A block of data
• • • • •

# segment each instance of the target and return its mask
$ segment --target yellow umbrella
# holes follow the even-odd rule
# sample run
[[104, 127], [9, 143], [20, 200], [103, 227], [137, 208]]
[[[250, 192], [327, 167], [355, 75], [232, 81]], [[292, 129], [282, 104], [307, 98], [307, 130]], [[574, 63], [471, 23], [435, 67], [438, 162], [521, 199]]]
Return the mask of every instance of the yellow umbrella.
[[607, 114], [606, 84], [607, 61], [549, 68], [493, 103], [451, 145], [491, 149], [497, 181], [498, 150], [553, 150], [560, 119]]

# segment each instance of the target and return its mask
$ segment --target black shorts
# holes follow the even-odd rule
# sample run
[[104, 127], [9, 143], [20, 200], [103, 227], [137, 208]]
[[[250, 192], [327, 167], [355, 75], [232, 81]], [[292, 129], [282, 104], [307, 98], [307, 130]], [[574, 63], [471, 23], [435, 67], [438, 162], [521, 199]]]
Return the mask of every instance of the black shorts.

• • • • •

§ GOAL
Rewrite all of the items above, changing every occurrence of "sample run" to "demo run" and leaving everything else unchanged.

§ RESULT OF THE EXERCISE
# segment each instance of the target and return its mask
$ segment --target yellow umbrella
# holes follow the even-odd rule
# demo run
[[104, 127], [9, 143], [20, 200], [103, 227], [137, 208]]
[[[250, 192], [327, 167], [355, 75], [232, 81]], [[292, 129], [282, 104], [307, 98], [307, 130]], [[574, 63], [471, 23], [435, 67], [438, 162], [521, 199]]]
Return the mask of every instance of the yellow umbrella.
[[607, 114], [606, 84], [607, 61], [549, 68], [493, 103], [451, 145], [491, 149], [497, 181], [498, 150], [553, 150], [560, 119]]

# segment each instance of the target and return its mask
$ segment --target black shorts
# holes follow the even-odd rule
# demo run
[[104, 127], [9, 143], [20, 200], [103, 227], [137, 208]]
[[[250, 192], [327, 167], [355, 75], [232, 81]], [[292, 129], [282, 104], [307, 98], [307, 130]], [[574, 63], [471, 23], [435, 67], [438, 162], [521, 199]]]
Return the mask of every instance of the black shorts.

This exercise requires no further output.